— START Entries supplied —

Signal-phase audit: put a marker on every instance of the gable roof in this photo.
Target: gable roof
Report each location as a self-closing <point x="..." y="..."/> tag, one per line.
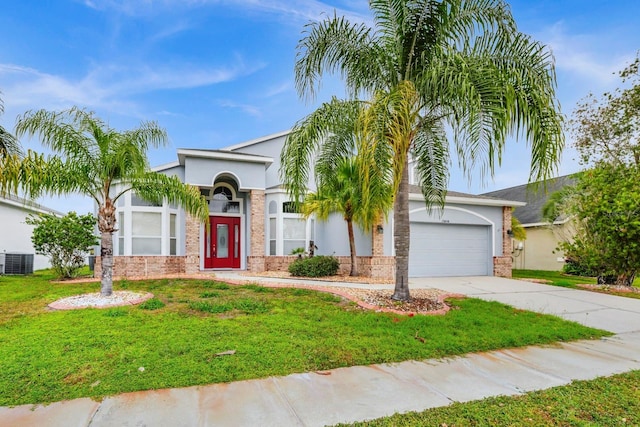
<point x="256" y="141"/>
<point x="415" y="193"/>
<point x="535" y="195"/>
<point x="221" y="155"/>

— END Entries supplied —

The problem
Copy every entry above word for word, leaving out the pictures.

Response
Signal-phase audit: put a marker on every instance of the gable roof in this photo.
Target: gable roof
Report each location as a self-closing <point x="..." y="..."/> tag, one per line.
<point x="256" y="141"/>
<point x="415" y="193"/>
<point x="535" y="195"/>
<point x="221" y="155"/>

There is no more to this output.